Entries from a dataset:
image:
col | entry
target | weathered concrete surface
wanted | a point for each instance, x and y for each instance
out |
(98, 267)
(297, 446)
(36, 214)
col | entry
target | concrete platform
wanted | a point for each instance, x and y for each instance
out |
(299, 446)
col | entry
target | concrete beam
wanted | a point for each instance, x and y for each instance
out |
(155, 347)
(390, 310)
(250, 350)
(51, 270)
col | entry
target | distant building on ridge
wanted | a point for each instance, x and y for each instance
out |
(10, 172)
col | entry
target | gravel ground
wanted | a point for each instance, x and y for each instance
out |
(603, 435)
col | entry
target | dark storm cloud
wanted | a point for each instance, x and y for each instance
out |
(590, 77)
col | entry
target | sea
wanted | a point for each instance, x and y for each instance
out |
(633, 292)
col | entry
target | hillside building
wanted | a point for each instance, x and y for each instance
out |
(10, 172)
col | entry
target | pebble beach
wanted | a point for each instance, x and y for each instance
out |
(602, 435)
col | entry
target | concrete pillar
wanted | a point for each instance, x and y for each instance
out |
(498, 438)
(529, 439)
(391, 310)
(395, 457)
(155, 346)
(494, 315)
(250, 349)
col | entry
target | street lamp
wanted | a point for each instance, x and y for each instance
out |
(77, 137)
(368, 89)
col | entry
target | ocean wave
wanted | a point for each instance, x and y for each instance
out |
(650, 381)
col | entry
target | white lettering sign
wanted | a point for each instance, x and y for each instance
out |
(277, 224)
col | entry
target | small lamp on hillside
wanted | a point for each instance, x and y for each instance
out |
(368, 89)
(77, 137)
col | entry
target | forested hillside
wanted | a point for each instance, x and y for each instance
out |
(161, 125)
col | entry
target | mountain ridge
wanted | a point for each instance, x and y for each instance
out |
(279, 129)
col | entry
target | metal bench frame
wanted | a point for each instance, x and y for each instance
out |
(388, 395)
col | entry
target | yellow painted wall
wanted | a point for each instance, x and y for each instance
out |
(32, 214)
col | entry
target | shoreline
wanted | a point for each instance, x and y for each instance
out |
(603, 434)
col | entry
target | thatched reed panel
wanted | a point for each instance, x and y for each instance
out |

(TASK DETAILS) All of the entries need to be reproduced exactly; please write them out.

(RESULT BELOW)
image:
col | entry
target | weathered concrete surface
wanted | a point for each instance, x and y for each instance
out |
(98, 267)
(297, 446)
(36, 214)
col | entry
target | concrete platform
wanted | a point for each instance, x and y for each instance
out |
(299, 446)
col | entry
target | concrete beam
wanted | a point for each instance, x and y for each instance
out |
(155, 347)
(390, 310)
(250, 350)
(51, 270)
col | entry
target | distant building on ridge
wanted | a point for each instance, x and y for each instance
out |
(10, 172)
col | entry
target | gravel ground
wanted | a point for each instance, x and y for each instance
out |
(603, 435)
col | entry
target | dark storm cloud
wanted | a point for each instance, x and y for each instance
out |
(590, 77)
col | entry
target | sea
wanted | a point for each instance, x and y for each instance
out |
(633, 292)
col | entry
target | hillside building
wanted | a point for each instance, x and y for each instance
out |
(10, 172)
col | entry
target | pebble beach
wanted | a point for each instance, x and y for each instance
out |
(602, 435)
col | entry
target | concrete pillar
wanted | a point for each instance, x and y for each instance
out |
(498, 438)
(529, 439)
(391, 310)
(395, 457)
(155, 346)
(494, 315)
(250, 349)
col | entry
target | street lamp
wanted | a point for each instance, x and y for each instance
out |
(77, 137)
(368, 89)
col | entry
target | ocean wave
wanted | a point for each instance, x and y for each instance
out |
(650, 381)
col | entry
target | white lettering sign
wanted | a point for each instance, x and y for each instance
out |
(277, 224)
col | entry
target | small lamp on hillside
wanted | a point for each instance, x and y for each instance
out |
(368, 89)
(77, 137)
col | entry
target | forested hillside
wanted | a point for each instance, x and y for each instance
out |
(161, 125)
col | entry
target | mountain ridge
wanted | a point for each instance, x and y for each instance
out |
(279, 129)
col | entry
target | metal bench frame
wanted | a point for each instance, x and y for each instance
out |
(388, 395)
col | entry
target | yellow painted wall
wanted | a point for each instance, x and y for each instance
out |
(32, 214)
col | entry
target | shoreline
wanted | a point for each instance, x and y for each instance
out |
(603, 434)
col | entry
target | thatched reed panel
wanted | a point for each instance, x and y for each instance
out |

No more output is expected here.